Information:
==========

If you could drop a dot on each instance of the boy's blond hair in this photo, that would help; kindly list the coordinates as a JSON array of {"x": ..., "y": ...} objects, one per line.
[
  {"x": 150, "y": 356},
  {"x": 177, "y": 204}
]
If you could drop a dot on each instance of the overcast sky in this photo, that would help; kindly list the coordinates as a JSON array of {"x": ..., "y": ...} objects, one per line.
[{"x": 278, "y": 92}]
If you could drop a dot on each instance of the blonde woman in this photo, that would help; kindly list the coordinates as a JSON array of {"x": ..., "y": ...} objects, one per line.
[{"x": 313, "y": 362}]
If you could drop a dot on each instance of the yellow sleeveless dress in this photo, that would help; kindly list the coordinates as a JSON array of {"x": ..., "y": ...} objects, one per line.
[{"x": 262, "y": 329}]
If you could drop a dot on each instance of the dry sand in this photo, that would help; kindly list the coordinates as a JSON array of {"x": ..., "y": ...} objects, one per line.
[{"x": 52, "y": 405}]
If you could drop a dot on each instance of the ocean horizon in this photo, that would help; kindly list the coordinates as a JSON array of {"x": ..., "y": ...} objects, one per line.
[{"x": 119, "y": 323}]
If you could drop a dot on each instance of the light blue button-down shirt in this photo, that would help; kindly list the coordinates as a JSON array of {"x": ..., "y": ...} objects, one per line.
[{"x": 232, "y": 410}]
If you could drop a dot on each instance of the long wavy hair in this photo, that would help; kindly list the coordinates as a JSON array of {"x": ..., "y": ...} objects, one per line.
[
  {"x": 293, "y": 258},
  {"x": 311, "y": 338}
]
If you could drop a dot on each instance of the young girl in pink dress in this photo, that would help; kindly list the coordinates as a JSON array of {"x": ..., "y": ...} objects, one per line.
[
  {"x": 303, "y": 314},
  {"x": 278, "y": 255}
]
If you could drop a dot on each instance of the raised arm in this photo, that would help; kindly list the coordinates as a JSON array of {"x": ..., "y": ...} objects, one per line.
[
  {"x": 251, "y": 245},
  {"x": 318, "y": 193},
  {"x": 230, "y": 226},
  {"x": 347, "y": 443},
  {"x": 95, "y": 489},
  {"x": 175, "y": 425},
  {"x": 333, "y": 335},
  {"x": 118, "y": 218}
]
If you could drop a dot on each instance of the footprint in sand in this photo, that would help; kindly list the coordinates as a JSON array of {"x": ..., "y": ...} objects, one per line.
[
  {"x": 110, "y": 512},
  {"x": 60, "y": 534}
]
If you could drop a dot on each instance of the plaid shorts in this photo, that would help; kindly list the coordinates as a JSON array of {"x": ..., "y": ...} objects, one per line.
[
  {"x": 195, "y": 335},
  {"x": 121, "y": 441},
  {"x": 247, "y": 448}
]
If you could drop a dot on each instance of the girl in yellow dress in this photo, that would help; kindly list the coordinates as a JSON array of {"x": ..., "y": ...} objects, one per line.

==========

What is expected: Please repeat each entry exactly as written.

Result below:
If you could drop a dot on each instance of the boy's blond hair in this photo, that would help; kindly list the coordinates as a JSON array of {"x": ..., "y": ...} objects, one per line.
[
  {"x": 150, "y": 356},
  {"x": 177, "y": 204}
]
If you could drop a dot on each instance of the overcast sky in this photo, that would help; kindly list the coordinates as a JSON array of {"x": ..., "y": ...} objects, one per line.
[{"x": 278, "y": 92}]
If you could drop a dot on each instance of the blonde woman in this photo, that would help; kindly list the coordinates as a JSON array of {"x": ..., "y": ...} objects, one per line.
[{"x": 313, "y": 362}]
If you could drop a dot on each instance of the yellow sleeveless dress in this photo, that would help; kindly list the coordinates as a JSON array of {"x": ..., "y": ...} objects, one per line.
[{"x": 262, "y": 329}]
If you could drop a dot on each instance of the dry sand in this photo, that would help; kindly list the coordinates as a JSON array of {"x": ..., "y": ...} objects, one per line.
[{"x": 52, "y": 405}]
If you could drop a dot on each instance of the ocean horizon in this photo, that would help; kindly list the coordinates as a JSON array of {"x": ..., "y": ...} objects, one per line.
[{"x": 119, "y": 323}]
If you could drop a dot on each instance of the light blue button-down shirt in this photo, that would help; kindly list the coordinates as a JSON array of {"x": ..., "y": ...} objects, one per line.
[{"x": 232, "y": 410}]
If you could drop a dot on each instance of the long wavy hair in this photo, that would help; kindly list the coordinates as a JSON array of {"x": ..., "y": ...} objects, one per line.
[
  {"x": 293, "y": 258},
  {"x": 311, "y": 338}
]
If you could drop a dot on each instance of the young girl in pink dress in this photo, that would help; kindly list the coordinates as a JSON array of {"x": ..., "y": ...} objects, one per line.
[
  {"x": 303, "y": 314},
  {"x": 278, "y": 255}
]
If you could drop a dot on each instance of the raised arm in this photo, that would help; kindly list the coordinates as a JSON array of {"x": ..., "y": ...} objects, one per line.
[
  {"x": 251, "y": 245},
  {"x": 318, "y": 193},
  {"x": 230, "y": 226},
  {"x": 347, "y": 443},
  {"x": 95, "y": 489},
  {"x": 175, "y": 425},
  {"x": 333, "y": 335},
  {"x": 118, "y": 218}
]
If you could drop a dot on each instance of the footprint in sand in this photo, that would help; kindly list the coordinates as a JSON array of {"x": ..., "y": ...} objects, one per line.
[
  {"x": 110, "y": 512},
  {"x": 60, "y": 534}
]
If you could drop a dot on each instance of the plaid shorts in this photo, that would help; kindly list the coordinates as a JSON array of {"x": ..., "y": ...} objects, one per line.
[
  {"x": 195, "y": 335},
  {"x": 121, "y": 441},
  {"x": 247, "y": 448}
]
If you could drop a dot on each instance of the girl in yellow dress in this photo, that would help; kindly list the coordinates as a JSON array of {"x": ..., "y": ...} objects, one per line.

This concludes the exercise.